__Exercise brief__:
Write out exactly the lines from the one containing "In this exercise you will place a marker on the long" through the last line of the records below, including both.

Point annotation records
----
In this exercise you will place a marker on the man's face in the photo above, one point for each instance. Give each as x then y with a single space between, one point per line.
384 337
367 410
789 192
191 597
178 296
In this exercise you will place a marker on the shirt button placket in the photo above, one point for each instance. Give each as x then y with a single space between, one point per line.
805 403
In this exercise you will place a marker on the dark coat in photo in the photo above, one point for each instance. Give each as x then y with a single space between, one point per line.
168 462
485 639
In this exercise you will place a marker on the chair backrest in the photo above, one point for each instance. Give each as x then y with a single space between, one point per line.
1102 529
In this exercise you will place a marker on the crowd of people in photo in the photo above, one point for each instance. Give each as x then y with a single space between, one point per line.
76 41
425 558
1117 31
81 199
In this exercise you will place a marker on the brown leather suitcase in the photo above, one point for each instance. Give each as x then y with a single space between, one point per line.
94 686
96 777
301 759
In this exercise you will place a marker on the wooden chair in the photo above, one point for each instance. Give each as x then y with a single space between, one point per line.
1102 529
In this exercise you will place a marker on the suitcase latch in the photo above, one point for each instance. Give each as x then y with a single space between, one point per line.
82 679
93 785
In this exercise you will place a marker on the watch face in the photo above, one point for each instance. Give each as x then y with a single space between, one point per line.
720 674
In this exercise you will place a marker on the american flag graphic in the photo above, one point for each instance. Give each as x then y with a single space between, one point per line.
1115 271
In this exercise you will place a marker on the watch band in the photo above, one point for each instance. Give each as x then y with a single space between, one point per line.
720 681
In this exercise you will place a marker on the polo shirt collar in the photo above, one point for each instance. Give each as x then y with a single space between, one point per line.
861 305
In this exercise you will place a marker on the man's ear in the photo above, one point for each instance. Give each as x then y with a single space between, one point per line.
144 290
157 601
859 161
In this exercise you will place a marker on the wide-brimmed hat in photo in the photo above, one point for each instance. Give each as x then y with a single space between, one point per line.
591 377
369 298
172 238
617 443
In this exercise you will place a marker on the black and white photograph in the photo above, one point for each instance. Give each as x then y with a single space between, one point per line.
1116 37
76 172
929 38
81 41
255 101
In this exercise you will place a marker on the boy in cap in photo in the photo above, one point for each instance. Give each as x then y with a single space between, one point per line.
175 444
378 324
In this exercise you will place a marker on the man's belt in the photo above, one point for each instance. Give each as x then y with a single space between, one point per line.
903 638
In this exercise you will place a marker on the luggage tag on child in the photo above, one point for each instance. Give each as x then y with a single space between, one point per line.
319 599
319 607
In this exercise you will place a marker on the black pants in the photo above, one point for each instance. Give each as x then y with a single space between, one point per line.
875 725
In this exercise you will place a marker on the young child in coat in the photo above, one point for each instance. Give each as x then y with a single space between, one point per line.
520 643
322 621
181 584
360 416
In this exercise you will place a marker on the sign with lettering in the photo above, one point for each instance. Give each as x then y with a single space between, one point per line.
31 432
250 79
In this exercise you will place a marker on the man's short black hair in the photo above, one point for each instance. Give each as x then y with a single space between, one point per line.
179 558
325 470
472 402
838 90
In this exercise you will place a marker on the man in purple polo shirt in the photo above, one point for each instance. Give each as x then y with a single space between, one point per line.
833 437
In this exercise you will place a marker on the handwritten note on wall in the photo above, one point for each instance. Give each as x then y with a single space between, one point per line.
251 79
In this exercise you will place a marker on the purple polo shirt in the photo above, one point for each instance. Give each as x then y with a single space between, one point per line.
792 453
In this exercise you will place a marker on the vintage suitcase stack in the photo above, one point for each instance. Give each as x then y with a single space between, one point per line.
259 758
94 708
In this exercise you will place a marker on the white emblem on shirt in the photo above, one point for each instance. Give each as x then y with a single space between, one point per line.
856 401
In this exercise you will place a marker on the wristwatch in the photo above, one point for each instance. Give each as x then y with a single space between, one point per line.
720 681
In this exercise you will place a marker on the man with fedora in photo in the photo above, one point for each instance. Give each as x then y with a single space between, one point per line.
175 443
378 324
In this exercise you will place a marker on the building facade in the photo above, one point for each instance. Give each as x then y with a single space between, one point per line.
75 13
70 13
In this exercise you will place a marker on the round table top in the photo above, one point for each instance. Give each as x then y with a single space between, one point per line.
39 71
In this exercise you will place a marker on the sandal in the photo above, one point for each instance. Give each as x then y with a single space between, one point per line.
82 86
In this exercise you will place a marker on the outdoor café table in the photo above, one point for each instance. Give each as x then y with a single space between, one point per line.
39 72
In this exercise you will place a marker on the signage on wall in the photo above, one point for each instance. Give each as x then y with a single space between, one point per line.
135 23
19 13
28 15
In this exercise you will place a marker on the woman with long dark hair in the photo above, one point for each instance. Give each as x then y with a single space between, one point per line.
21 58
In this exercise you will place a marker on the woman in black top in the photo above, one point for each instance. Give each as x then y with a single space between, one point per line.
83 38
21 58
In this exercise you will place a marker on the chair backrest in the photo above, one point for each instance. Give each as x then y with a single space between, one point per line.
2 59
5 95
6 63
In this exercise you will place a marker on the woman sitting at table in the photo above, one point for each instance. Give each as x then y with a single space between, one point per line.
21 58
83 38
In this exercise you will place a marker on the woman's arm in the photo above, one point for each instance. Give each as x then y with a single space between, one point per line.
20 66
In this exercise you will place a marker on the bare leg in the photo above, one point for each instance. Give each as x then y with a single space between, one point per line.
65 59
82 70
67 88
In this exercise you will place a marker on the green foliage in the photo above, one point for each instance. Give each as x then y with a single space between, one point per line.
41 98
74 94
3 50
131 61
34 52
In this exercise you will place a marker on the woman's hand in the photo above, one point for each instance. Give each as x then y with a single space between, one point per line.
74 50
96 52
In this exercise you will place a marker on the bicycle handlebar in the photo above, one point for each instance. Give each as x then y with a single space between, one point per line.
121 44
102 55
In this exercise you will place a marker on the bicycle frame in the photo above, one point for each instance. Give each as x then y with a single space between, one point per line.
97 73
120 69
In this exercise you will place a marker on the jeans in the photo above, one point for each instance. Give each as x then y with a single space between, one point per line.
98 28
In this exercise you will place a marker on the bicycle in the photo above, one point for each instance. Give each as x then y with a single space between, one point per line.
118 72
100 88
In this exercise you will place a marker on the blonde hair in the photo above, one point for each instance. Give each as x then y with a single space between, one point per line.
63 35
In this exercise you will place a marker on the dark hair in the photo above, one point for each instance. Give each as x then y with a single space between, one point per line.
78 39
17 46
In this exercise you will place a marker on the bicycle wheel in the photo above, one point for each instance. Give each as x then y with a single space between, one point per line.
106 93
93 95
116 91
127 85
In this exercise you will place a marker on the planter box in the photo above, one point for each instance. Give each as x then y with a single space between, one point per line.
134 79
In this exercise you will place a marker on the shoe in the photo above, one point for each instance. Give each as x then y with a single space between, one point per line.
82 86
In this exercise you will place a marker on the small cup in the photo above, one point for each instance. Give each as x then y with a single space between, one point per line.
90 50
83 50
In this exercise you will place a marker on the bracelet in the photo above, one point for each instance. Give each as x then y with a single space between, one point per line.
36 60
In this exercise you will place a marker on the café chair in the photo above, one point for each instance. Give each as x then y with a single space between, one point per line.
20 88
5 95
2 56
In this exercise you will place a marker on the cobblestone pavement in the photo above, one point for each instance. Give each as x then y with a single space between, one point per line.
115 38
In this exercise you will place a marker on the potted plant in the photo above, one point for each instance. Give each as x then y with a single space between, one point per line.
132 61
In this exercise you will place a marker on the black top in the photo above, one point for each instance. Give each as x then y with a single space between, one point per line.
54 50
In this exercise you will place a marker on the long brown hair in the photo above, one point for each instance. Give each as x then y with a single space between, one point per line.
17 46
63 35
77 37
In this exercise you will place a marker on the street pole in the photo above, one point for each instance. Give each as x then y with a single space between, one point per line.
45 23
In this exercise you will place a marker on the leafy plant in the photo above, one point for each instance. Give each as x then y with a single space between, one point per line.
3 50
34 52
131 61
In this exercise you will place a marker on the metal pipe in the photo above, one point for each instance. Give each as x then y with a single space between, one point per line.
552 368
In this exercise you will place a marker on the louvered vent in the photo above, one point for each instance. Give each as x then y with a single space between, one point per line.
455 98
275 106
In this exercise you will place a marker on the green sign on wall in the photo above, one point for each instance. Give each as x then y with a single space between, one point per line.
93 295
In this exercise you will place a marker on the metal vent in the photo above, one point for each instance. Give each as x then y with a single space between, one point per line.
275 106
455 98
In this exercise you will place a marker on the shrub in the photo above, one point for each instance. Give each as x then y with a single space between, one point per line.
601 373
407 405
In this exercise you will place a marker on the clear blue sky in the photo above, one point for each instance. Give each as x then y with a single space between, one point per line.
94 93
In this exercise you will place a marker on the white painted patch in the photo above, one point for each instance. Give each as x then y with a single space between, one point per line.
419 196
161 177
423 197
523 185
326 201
----
__Finished answer__:
In this exercise you will place a marker on the long brown hair in the photo above, one point for each instance. Give each as x then y with a single space between, one point per line.
17 46
63 35
77 37
In this exercise you will place a marker on the street pole in the photo above, one point for each instance. Give each as x then y with a single space between, one point per line.
45 23
In this exercise you will place a marker on the leafy plant in the photo above, one point for each instance. Give each as x then y with a single space between, one point per line.
3 50
34 52
131 61
In this exercise you will place a marker on the metal pipe in the photo above, one point for each instance. Give each as x then y with a single space between, one point per line.
552 368
In this exercise you will place a marker on the louvered vent in the photo above, one point for each instance. Give each as x then y with a single space between, one point per line.
455 98
275 106
In this exercise you will place a marker on the green sign on wall in the photo above, one point for each instance. Give each as x then y with a single space between, one point per line.
93 295
In this exercise you will place a marker on the metal vent in the photo above, one point for each instance. Give each as x then y with a single space between, one point per line.
275 106
455 98
In this exercise you will place a marker on the shrub in the photo above, one point for each instance. Give each as x then y with a single space between, one point per line.
601 373
407 405
In this exercise you will place a marker on the clear blue sky in the photo above, one point for each instance. Give each as x then y with a single space between, one point per line.
94 93
In this exercise you will place a marker on the white painted patch in the photo above, one point for each instance. Give each as x then y with a single space between, one point per line.
419 196
161 177
423 197
523 185
326 201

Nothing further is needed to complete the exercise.